- WRITTEN INSTRUCTION: Select and copy each line of the records that contains the word "helmet", paying attention to case.

- RECORD LIST:
--------------------------------

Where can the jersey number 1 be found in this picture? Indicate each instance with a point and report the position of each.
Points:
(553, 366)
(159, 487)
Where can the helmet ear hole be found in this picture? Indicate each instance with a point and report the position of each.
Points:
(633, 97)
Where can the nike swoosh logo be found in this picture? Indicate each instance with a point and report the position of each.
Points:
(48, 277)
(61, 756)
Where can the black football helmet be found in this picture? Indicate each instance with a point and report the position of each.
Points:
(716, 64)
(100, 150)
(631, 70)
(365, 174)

--------------------------------

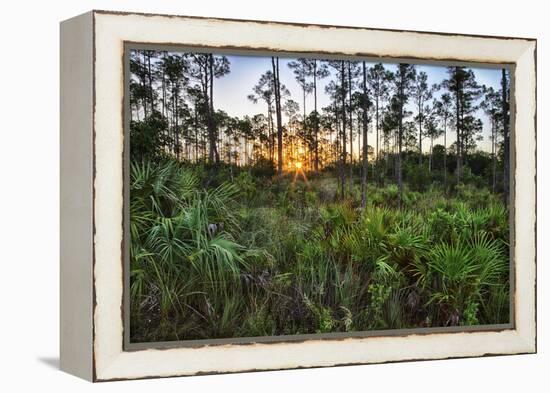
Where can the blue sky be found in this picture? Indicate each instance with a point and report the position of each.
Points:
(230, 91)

--------------------------------

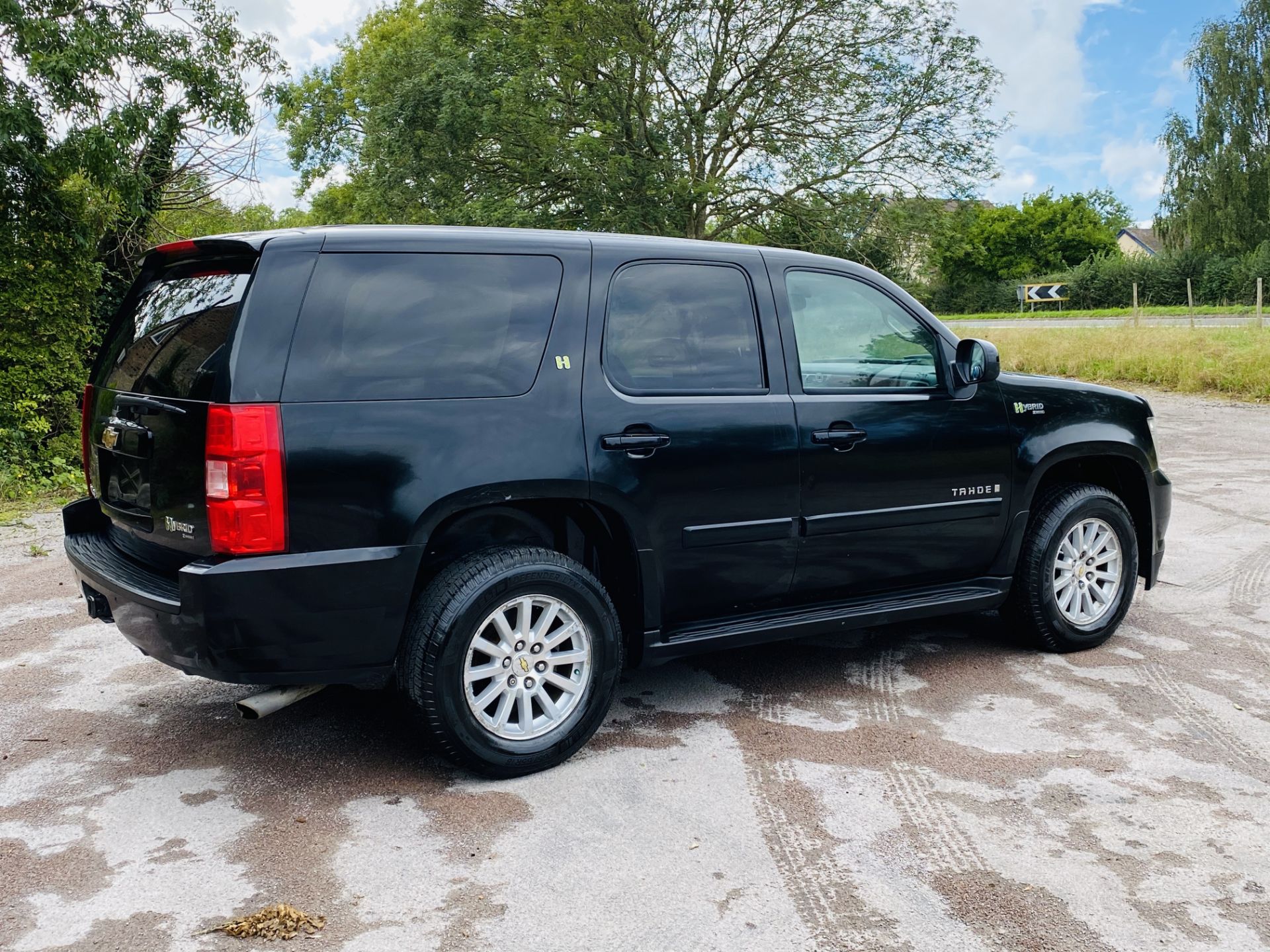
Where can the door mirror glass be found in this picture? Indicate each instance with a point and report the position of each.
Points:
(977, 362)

--------------------------------

- TASK ANSWER:
Where can the helmet ear hole be found in this picture? Indicate each instance with a point and report the position of each.
Where can the black football helmet be found in this picture? Indicate each instance with a point and report the position of each.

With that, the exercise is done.